- Opening Delimiter -
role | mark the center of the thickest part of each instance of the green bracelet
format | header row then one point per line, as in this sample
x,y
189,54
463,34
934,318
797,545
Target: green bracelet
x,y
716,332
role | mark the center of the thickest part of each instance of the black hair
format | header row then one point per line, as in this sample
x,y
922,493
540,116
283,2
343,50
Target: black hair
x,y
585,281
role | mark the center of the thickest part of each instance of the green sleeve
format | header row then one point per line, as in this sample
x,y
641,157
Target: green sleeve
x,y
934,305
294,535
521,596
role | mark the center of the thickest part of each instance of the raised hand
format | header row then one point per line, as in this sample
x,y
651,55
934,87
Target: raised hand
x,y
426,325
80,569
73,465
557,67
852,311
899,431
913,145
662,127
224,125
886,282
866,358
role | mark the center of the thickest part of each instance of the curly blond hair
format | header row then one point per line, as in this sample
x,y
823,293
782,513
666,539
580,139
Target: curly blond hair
- Closing Delimiter -
## TASK INSTRUCTIONS
Please tally each line in the material above that contains "center", and let the number be your entire reply.

## EXERCISE RESULT
5